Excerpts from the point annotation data
"""

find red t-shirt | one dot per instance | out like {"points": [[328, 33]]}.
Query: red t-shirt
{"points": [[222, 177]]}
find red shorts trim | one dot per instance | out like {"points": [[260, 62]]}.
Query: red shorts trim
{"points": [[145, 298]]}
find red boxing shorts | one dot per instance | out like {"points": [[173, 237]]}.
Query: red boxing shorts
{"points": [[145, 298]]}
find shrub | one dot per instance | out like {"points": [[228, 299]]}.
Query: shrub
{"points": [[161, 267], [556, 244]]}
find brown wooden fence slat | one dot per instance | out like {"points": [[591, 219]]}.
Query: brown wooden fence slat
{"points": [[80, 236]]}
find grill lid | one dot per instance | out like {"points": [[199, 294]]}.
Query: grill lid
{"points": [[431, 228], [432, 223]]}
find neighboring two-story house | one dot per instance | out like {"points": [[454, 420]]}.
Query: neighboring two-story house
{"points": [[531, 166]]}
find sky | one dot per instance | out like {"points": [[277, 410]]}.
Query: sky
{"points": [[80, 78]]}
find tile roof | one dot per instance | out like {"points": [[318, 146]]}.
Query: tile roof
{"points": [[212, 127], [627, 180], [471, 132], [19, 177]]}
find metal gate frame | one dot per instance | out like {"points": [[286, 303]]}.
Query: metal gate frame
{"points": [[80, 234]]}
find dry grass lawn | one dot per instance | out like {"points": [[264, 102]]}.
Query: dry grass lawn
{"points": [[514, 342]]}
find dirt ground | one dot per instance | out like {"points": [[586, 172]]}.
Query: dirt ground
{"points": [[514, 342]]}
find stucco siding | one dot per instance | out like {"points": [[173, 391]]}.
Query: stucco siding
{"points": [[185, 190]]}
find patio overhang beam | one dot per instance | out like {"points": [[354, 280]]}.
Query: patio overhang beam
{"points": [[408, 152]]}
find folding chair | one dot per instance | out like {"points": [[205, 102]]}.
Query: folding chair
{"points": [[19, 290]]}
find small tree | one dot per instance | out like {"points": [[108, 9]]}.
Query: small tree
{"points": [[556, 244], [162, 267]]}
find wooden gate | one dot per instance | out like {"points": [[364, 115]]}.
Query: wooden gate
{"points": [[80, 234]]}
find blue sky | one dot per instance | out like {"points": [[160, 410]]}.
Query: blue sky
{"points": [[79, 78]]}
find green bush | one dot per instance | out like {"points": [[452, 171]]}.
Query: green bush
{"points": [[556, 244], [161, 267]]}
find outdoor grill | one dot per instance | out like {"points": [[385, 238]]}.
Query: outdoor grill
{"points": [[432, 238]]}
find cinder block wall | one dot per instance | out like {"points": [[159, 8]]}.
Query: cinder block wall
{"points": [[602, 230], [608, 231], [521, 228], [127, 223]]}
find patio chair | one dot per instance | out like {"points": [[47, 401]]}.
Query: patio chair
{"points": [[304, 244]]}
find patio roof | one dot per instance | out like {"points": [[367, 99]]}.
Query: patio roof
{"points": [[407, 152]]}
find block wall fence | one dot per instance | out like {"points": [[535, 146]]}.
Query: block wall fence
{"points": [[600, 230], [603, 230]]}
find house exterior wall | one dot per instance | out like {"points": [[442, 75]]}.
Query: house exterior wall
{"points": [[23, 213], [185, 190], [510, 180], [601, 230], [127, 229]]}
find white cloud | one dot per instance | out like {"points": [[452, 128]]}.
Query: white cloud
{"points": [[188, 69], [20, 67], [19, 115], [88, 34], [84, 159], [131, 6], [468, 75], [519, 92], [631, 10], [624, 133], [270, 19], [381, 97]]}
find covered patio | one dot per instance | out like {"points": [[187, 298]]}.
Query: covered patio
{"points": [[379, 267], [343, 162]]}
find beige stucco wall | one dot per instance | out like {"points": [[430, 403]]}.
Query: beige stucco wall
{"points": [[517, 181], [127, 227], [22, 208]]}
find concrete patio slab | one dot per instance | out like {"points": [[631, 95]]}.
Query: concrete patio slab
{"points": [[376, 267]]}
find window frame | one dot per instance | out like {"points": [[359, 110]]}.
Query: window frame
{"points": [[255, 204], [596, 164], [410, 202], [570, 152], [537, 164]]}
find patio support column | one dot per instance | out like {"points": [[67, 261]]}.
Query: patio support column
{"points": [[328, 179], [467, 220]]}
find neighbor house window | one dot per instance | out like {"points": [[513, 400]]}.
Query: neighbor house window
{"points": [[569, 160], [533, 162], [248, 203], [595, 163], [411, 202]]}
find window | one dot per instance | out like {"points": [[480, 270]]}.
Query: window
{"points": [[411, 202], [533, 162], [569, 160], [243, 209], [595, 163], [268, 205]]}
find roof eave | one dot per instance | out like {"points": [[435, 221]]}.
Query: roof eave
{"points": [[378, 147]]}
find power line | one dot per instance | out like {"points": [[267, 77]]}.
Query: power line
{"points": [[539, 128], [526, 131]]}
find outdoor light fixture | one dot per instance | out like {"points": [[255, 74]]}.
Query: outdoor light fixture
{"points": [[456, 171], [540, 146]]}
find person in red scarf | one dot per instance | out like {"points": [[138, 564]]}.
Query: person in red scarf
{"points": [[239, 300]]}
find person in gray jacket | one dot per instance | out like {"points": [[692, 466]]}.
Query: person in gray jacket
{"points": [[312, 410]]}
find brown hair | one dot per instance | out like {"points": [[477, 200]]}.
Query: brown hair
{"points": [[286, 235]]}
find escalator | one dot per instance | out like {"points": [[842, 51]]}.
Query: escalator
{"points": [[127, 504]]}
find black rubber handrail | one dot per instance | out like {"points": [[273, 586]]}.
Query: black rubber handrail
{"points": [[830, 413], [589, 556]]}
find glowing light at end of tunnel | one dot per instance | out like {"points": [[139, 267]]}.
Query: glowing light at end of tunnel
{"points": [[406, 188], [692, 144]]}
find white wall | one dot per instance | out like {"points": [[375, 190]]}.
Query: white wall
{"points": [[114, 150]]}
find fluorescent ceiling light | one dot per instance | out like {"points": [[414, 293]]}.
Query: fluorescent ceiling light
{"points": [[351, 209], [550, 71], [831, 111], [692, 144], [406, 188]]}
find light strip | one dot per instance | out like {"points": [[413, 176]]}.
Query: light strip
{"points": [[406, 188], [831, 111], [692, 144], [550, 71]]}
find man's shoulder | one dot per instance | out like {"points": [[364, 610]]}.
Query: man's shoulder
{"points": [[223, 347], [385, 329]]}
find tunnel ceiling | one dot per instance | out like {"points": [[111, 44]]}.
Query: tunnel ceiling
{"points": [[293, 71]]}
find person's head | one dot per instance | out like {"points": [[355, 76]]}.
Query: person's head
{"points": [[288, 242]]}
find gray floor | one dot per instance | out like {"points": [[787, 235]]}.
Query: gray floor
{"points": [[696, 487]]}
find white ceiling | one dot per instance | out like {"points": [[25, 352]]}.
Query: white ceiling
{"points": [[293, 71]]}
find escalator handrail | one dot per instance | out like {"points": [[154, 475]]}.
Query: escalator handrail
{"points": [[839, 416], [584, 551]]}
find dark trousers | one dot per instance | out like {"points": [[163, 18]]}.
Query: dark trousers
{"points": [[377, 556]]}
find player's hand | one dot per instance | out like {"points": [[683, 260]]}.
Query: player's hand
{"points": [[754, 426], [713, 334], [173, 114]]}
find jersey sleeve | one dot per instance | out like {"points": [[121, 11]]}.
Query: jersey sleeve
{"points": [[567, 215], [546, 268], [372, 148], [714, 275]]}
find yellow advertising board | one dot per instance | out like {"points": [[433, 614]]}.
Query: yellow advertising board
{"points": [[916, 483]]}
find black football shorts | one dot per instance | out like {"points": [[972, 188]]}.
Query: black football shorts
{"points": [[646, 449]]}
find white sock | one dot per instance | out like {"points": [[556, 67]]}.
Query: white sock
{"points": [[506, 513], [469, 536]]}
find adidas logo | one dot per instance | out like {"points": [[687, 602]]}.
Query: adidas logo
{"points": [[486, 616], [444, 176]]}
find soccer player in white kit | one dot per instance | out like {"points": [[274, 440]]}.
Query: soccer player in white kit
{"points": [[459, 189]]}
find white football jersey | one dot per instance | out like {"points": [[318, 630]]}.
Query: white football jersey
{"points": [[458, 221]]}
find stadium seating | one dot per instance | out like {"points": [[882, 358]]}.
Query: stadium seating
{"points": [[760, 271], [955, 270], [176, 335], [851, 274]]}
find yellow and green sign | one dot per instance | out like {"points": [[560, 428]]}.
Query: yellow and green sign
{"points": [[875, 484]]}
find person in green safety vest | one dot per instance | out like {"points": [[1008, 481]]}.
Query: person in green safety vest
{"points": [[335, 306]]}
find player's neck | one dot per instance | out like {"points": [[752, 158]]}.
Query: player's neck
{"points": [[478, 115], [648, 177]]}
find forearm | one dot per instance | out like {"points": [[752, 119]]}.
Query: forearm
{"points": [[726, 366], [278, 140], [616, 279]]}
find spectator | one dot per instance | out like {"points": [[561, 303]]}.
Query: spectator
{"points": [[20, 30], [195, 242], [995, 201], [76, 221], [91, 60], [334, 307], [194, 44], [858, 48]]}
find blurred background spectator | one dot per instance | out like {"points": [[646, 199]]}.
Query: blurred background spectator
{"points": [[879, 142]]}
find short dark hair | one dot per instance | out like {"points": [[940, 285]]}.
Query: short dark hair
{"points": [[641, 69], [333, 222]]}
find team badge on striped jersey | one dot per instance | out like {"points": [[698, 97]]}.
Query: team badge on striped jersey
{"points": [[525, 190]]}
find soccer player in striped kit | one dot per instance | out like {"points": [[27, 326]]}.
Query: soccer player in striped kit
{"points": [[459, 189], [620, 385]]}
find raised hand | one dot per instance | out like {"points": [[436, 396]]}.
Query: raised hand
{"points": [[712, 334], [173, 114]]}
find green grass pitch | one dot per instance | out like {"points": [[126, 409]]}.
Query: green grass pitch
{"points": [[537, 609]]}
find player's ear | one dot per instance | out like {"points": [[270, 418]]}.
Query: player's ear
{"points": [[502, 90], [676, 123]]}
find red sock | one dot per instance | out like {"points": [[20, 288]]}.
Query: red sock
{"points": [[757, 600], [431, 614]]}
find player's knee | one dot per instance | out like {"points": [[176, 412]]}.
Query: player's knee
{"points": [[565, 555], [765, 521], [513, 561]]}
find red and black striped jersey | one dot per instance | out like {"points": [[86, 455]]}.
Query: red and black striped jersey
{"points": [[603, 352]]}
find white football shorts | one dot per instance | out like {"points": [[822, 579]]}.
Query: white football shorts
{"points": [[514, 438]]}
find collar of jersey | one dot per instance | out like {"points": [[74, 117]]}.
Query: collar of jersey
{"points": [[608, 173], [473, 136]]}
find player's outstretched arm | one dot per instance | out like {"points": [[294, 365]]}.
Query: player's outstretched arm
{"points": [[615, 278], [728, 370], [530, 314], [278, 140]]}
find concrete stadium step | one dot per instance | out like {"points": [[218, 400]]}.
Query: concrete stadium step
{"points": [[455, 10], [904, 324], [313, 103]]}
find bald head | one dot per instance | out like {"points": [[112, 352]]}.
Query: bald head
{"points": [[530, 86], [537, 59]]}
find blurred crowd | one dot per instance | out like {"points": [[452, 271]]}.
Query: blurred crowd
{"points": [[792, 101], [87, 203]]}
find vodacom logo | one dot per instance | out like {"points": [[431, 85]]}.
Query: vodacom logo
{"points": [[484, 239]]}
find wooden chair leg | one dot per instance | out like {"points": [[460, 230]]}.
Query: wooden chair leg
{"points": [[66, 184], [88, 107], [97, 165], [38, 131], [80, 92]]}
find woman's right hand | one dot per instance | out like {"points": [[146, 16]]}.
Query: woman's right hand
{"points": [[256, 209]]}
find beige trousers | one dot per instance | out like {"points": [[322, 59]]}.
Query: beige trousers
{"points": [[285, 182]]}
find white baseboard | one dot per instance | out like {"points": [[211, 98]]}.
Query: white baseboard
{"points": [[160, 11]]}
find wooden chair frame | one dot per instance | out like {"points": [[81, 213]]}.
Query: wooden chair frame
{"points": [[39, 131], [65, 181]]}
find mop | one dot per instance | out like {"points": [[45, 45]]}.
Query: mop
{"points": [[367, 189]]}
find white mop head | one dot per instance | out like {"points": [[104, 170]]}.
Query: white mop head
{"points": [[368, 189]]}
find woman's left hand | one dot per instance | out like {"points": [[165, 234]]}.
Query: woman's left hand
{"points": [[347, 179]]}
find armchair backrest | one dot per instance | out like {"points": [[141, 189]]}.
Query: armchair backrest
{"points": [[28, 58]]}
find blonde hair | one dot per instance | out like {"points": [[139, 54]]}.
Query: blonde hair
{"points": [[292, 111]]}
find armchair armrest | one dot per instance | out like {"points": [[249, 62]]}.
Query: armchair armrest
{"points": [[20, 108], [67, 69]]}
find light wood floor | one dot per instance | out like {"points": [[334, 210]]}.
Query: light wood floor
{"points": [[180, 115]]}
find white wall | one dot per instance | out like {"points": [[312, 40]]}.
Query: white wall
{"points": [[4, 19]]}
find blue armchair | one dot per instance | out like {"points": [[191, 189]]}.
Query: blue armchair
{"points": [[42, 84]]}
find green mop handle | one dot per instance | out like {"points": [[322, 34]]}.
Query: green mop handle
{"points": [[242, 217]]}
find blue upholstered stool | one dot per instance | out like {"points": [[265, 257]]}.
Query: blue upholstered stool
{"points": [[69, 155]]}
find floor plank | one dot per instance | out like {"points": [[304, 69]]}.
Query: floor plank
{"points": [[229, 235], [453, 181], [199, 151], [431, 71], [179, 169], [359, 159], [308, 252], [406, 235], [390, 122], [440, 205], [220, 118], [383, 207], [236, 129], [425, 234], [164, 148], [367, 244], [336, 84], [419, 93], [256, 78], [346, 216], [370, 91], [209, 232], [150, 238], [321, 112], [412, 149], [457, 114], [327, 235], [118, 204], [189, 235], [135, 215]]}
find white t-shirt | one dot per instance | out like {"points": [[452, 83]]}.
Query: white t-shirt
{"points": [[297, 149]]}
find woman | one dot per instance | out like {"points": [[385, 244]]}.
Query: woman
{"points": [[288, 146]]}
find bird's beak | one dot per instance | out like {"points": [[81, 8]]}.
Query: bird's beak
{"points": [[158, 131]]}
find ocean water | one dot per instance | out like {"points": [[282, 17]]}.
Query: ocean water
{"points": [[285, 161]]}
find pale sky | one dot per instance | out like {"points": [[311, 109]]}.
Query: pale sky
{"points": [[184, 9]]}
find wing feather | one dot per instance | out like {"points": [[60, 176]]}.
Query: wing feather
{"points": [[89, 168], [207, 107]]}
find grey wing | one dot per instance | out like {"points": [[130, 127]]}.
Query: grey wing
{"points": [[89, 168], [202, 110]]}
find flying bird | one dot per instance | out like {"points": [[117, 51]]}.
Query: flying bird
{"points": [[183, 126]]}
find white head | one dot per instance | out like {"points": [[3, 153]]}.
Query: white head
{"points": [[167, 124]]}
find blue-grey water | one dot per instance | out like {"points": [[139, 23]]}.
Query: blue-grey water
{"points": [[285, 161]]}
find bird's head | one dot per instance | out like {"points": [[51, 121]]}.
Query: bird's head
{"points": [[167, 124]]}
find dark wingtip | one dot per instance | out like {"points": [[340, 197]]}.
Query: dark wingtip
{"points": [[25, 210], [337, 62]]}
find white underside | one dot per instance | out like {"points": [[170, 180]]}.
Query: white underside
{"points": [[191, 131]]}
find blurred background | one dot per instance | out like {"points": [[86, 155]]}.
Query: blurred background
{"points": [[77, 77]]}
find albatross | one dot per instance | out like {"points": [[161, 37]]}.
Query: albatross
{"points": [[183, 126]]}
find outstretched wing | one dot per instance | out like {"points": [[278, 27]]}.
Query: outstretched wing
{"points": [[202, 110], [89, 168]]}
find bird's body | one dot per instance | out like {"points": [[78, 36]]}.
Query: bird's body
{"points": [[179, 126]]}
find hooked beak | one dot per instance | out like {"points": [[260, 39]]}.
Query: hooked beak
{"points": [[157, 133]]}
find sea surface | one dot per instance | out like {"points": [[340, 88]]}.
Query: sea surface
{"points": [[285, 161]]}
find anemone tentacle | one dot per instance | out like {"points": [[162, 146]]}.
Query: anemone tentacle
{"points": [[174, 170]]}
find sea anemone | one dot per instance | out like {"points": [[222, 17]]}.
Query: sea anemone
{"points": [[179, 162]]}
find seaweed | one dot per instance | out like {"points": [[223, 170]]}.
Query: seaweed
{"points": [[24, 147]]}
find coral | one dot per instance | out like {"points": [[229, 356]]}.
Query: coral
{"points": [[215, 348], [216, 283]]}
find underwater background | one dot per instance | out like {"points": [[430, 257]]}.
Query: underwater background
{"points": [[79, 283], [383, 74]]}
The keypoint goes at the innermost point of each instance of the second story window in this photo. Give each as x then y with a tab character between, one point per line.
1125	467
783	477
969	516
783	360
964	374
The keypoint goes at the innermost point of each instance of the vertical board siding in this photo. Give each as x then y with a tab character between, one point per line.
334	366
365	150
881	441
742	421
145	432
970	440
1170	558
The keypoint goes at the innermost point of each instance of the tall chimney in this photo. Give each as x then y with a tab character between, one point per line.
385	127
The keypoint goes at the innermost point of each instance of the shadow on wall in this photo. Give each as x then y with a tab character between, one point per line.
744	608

"""

● **Do this**
Quote the data from the line with "of the vertical" up to and including the last line of the data, reproducing each line exactly.

● **Solution**
The keypoint goes at the innermost point of each instance of the vertical board siding in this photo. Give each as x then y with a tab character between, one point per line.
334	366
365	150
881	441
742	421
145	432
970	440
1170	558
The keypoint goes at the innermost point of each instance of the tall chimney in this photo. Give each as x then y with a tab character between, one point per line.
385	127
The keypoint goes at the innermost point of each instance of the shadow on wall in this photo. Give each as x then y with a tab character between, one point per line.
744	608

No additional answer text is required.